# Objective 1
Translate this sentence from the decomon notebook text into French: "We load MNIST data from keras datasets."
# Objective 2
Carry the decomon notebook text forward from its final sentence, writing the next part of the notebook.

# Text excerpt
======

What we will show is the use of decomon module to assess the robustness of the prediction towards noise.

## The notebook

### imports

In [None]:
import os

import matplotlib.patches as patches
import matplotlib.pyplot as plt
import tensorflow.keras as keras

%matplotlib inline
import sys
import time

import ipywidgets as widgets
import numpy as np
from ipywidgets import interact
from tensorflow.keras.datasets import mnist
from tensorflow.keras.layers import Dense
from tensorflow.keras.models import Sequential

sys.path.append("..")
import os
import os.path
import pickle as pkl
import time
from contextlib import closing

In [None]:
import tensorflow as tf

In [None]:
from decomon.wrapper import refine_boxes

In [None]:
x_min = np.ones((3, 4, 5))
x_max = 2 * x_min

In [None]:
refine_boxes(x_min, x_max, 10)

### load images

We load MNIST data from keras datasets. 


In [None]:
ara
img_rows, img_cols = 28, 28
(x_train, y_train_), (x_test, y_test_) = mnist.load_data()
x_train = x_train.reshape((-1, 784))
x_test = x_test.reshape((-1, 784))
x_train = x_train.astype("float32")
x_test = x_test.astype("float32")
x_train /= 255
x_test /= 255
y_train = keras.utils.to_categorical(y_train_)
y_test = keras.utils.to_categorical(y_test_)



### learn the model (classifier for MNIST images)

For the model, we use a small fully connected network. It is made of 6 layers with 100 units each and ReLU activation functions. **Decomon** is compatible with a large set of Keras layers, so do not hesitate to modify the architecture.

======

# Stored dataset items
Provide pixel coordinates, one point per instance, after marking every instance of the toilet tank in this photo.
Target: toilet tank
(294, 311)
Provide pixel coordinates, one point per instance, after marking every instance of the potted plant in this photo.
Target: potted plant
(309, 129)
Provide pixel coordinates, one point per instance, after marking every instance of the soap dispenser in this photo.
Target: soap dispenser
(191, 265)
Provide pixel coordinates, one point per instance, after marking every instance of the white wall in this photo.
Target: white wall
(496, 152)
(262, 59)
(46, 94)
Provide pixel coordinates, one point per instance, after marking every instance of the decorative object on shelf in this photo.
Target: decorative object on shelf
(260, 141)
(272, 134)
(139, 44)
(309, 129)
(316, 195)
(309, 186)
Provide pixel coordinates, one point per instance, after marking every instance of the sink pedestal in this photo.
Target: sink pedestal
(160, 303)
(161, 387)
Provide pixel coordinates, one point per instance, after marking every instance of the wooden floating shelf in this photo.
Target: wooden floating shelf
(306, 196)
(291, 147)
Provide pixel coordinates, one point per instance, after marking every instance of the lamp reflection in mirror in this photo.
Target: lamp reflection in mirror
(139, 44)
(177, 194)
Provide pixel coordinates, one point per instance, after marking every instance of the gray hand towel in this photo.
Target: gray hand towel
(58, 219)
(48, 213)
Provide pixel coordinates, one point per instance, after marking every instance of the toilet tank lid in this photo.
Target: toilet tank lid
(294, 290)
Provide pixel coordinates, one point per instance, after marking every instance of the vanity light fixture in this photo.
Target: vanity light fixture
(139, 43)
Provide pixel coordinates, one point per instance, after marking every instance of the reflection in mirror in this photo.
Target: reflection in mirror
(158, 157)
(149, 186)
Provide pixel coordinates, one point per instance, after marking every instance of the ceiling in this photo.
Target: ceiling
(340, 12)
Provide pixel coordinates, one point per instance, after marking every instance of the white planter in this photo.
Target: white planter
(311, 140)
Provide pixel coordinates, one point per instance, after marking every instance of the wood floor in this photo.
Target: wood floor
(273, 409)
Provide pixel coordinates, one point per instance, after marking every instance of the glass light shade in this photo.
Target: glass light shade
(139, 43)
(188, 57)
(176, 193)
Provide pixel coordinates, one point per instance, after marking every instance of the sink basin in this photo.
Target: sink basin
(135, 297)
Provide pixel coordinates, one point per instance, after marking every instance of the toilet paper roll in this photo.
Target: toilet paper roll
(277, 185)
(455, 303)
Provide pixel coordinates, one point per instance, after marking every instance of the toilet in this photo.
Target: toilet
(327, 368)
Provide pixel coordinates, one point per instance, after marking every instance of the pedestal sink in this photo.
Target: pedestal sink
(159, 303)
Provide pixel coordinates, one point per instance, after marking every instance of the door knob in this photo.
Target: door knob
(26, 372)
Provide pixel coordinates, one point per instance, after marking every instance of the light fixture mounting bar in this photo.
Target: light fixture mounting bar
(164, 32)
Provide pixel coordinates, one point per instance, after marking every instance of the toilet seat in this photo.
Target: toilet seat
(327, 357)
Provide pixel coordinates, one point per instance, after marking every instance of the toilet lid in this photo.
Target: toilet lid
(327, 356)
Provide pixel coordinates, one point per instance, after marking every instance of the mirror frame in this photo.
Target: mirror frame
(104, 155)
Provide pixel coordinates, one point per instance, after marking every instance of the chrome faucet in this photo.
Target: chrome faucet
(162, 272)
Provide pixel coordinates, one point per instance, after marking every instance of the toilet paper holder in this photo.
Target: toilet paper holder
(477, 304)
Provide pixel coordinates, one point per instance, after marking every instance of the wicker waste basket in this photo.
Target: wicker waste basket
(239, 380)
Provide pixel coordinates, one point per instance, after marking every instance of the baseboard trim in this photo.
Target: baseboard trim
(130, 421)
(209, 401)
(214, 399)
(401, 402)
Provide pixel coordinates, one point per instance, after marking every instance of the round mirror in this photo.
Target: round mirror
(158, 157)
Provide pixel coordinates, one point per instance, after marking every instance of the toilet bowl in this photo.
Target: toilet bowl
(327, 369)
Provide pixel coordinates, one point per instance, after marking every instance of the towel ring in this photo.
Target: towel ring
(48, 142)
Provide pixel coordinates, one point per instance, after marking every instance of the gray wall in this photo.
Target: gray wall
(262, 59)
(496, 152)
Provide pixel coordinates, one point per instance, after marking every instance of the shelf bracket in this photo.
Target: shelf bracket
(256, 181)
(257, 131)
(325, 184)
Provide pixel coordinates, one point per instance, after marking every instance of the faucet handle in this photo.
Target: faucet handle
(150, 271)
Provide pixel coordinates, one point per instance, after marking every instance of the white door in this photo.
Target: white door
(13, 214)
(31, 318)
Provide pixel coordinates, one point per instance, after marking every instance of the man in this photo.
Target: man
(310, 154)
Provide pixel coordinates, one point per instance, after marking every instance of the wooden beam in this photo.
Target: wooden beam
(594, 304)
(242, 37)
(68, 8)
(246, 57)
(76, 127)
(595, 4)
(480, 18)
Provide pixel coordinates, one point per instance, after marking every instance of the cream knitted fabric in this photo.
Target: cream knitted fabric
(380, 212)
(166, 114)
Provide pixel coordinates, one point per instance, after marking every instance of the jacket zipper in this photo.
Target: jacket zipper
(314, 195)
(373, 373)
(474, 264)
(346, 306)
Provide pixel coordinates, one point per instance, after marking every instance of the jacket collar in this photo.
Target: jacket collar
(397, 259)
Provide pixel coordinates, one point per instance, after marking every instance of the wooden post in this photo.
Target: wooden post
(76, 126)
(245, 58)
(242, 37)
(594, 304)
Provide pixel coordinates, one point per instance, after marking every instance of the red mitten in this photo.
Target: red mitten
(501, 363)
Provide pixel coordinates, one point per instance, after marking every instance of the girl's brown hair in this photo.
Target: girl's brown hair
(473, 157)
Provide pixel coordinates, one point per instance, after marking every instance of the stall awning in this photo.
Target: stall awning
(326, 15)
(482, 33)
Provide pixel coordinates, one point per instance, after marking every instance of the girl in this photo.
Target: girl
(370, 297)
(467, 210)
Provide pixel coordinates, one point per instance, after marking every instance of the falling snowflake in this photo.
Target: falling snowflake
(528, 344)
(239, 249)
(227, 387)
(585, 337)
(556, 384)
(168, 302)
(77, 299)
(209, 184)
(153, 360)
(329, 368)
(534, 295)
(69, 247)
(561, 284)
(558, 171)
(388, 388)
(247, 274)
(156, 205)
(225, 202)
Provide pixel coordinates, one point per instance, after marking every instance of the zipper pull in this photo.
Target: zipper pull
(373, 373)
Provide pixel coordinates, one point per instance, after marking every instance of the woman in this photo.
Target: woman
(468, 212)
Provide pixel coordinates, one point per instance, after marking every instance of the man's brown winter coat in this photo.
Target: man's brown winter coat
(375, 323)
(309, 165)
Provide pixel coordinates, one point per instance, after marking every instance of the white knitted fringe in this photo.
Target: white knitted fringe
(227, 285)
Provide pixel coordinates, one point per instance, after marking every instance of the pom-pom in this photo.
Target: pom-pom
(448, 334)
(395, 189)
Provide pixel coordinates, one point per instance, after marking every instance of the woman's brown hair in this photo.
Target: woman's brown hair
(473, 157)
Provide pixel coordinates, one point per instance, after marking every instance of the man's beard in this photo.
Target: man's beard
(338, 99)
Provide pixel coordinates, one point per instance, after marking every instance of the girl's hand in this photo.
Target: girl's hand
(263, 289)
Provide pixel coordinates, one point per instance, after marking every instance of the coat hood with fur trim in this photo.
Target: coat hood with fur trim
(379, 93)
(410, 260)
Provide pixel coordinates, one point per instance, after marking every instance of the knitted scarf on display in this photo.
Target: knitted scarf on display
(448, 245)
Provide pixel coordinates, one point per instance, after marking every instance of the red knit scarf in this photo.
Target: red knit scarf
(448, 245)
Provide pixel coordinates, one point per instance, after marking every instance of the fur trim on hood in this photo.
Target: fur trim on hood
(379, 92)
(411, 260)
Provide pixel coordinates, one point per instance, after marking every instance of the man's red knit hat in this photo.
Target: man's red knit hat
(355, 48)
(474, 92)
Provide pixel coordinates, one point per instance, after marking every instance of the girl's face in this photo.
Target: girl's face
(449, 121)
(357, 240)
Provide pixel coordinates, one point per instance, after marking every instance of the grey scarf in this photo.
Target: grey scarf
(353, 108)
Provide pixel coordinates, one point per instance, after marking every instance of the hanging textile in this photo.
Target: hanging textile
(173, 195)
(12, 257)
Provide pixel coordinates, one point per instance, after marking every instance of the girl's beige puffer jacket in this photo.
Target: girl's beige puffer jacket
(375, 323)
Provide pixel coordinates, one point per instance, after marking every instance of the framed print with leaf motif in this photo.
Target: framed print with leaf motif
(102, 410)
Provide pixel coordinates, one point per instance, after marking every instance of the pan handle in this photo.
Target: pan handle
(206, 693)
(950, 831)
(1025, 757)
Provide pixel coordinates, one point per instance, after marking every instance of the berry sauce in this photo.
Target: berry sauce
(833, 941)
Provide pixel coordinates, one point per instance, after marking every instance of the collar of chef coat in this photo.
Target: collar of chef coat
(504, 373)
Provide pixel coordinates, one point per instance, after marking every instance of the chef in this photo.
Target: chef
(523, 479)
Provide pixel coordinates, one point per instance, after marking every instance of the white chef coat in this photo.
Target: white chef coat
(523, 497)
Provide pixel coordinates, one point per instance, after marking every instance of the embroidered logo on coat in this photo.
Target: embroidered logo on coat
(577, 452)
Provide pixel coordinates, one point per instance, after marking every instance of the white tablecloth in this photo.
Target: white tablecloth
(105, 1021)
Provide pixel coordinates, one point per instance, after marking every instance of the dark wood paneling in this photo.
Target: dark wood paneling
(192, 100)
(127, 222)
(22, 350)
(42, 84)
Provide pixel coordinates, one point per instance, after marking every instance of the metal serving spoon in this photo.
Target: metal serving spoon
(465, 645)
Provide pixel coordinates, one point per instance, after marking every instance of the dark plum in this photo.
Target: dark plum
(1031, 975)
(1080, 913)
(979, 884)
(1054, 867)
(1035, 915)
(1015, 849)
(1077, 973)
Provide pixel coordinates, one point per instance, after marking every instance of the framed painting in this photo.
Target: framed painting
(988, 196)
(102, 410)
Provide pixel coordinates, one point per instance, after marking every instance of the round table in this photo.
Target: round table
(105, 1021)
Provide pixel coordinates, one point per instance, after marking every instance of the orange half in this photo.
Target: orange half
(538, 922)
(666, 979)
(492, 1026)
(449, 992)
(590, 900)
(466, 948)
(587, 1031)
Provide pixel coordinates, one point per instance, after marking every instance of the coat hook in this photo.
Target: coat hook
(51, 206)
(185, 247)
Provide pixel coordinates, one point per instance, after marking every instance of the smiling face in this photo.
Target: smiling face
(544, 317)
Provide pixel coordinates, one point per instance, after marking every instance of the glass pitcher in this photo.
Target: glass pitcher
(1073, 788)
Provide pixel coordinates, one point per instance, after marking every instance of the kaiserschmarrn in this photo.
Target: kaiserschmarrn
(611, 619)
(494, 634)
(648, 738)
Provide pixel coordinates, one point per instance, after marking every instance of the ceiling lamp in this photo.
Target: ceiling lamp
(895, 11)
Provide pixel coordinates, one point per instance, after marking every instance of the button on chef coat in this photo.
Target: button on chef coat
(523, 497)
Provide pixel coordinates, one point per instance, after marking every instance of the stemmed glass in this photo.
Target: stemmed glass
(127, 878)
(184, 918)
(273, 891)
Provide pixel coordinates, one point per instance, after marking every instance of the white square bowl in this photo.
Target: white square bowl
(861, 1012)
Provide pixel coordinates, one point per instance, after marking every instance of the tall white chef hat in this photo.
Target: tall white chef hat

======

# Exercise result 1
Nous chargeons les données MNIST à partir des jeux de données de Keras.

# Exercise result 2
In [None]:
model = Sequential()
model.add(Dense(100, activation="relu", input_dim=784))
model.add(Dense(100, activation="relu"))
model.add(Dense(10, activation="softmax"))

In [None]:
model.compile("adam", "categorical_crossentropy", metrics="acc")

model.fit(x_train, y_train, batch_size=32, shuffle=True, validation_split=0.2, epochs=5)

In [None]:
model.evaluate(x_test, y_test, batch_size=32)

After training, we see that the assessment of performance of the model on data that was not seen during training shows pretty good results: around 0.97 (maximum value is 1). It means that out of 100 images, the model was able to guess the correct digit for 97 images. But how can we guarantee that we will get this performance for images different from the ones in the test dataset? 

- If we perturbate a "little" an image that was well predicted, will the model stay correct? 
- Up to which perturbation?  
- Can we guarantee that the model will output the same digit for a given perturbation? 

This is where decomon comes in.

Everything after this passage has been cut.